**TASK TO CARRY OUT**
Your task is to print every entry below exactly as given.

**EXERCISE MATERIAL**
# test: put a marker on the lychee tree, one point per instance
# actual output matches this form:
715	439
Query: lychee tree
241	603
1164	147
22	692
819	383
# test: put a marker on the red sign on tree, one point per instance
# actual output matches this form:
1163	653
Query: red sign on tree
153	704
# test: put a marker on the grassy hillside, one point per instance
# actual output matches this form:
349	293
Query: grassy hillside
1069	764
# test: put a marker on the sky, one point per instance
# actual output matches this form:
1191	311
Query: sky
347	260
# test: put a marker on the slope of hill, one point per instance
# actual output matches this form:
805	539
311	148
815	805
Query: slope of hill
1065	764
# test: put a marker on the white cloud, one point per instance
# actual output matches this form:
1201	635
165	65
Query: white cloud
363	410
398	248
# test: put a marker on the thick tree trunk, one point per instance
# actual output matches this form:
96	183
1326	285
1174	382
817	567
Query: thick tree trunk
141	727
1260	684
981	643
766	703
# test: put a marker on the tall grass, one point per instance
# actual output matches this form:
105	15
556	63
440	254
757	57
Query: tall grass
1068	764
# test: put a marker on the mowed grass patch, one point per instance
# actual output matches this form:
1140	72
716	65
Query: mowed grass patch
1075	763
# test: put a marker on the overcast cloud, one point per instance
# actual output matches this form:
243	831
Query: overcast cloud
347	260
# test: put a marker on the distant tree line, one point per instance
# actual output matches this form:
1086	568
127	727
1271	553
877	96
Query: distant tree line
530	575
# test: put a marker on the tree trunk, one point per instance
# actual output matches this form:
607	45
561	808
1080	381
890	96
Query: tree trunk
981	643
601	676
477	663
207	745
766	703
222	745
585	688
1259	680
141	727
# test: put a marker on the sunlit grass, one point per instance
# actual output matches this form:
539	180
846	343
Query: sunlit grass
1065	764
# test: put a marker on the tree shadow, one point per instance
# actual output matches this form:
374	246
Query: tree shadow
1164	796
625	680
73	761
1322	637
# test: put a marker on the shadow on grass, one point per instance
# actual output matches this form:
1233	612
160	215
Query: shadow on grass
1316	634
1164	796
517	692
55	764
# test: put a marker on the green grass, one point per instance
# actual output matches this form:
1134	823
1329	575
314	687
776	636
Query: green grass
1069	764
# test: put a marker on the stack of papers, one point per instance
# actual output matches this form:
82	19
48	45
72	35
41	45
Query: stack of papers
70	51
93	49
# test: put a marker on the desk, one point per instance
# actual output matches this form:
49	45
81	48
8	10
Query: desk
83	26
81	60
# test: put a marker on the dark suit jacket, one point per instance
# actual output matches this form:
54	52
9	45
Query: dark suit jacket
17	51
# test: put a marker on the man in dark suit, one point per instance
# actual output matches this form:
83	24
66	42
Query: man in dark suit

**FULL RESPONSE**
# test: put a marker on the lychee tree, one point per instance
# actual output matches this form:
715	439
Query: lychee tree
241	603
1164	147
22	692
819	383
# test: put a marker on the red sign on tree, one point per instance
# actual output matches this form:
1163	653
Query: red sign on tree
153	704
# test: put a marker on the grassy hillside, one point per instance
# actual output matches this form:
349	293
Query: grassy hillside
1069	764
# test: put a marker on the sky, one point per instance
# actual output matches this form:
1191	311
Query: sky
347	260
# test: put a marker on the slope of hill, one point per instance
# actual output matches this form:
805	539
311	148
815	805
Query: slope of hill
1065	764
# test: put a marker on the white cloud, one point per instance
# actual output matches this form:
1201	635
165	65
Query: white cloud
363	410
398	248
# test: put a marker on the thick tree trunk, one point per instance
# actual output matches this form:
96	183
1326	285
1174	382
817	567
Query: thick tree trunk
141	727
1260	684
981	643
766	703
# test: put a marker on the tall grass, one point per instance
# actual output matches this form:
105	15
556	63
440	254
757	57
Query: tall grass
1068	764
# test: put a marker on the mowed grass patch, one point per instance
# actual output matches this form:
1140	72
716	65
Query: mowed grass patch
1075	763
# test: put a marker on the overcast cloud, one point per instance
# actual output matches this form:
243	831
Query: overcast cloud
347	260
# test: put a marker on the distant tree line, one point per instance
# actual output matches this form:
1086	568
127	727
1271	553
877	96
Query: distant tree line
530	575
# test: put a marker on the tree trunk, one point per instance
# actual output matches this form:
607	45
561	808
1080	381
890	96
Query: tree trunk
981	643
601	676
477	663
207	745
766	703
222	745
585	688
1259	680
141	727
# test: put a marker on the sunlit grass, one point per instance
# actual output matches this form:
539	180
846	343
Query: sunlit grass
1065	764
# test: put a marker on the tree shadow, one point per instance
# actual output matches this form:
374	246
Query: tree shadow
1164	796
625	680
73	761
1322	637
# test: put a marker on the shadow on grass, one point per instance
# actual output matches this form:
1233	612
160	215
Query: shadow on grass
1316	634
1164	796
517	692
55	764
# test: put a marker on the green grass, one point per instance
# actual output matches this form:
1134	823
1329	575
314	687
776	636
Query: green grass
1069	764
# test: put a marker on the stack of papers, one point per instance
# actual output matches this form:
82	19
48	45
72	35
41	45
Query: stack of papers
70	51
93	49
# test: put a marker on the desk, one point per instance
# actual output matches this form:
49	45
81	48
8	10
Query: desk
83	26
81	60
# test: put a marker on the dark suit jacket, one point per instance
# actual output matches this form:
54	52
9	45
Query: dark suit jacket
17	51
# test: put a marker on the man in dark suit, one point per instance
# actual output matches this form:
83	24
66	42
Query: man in dark suit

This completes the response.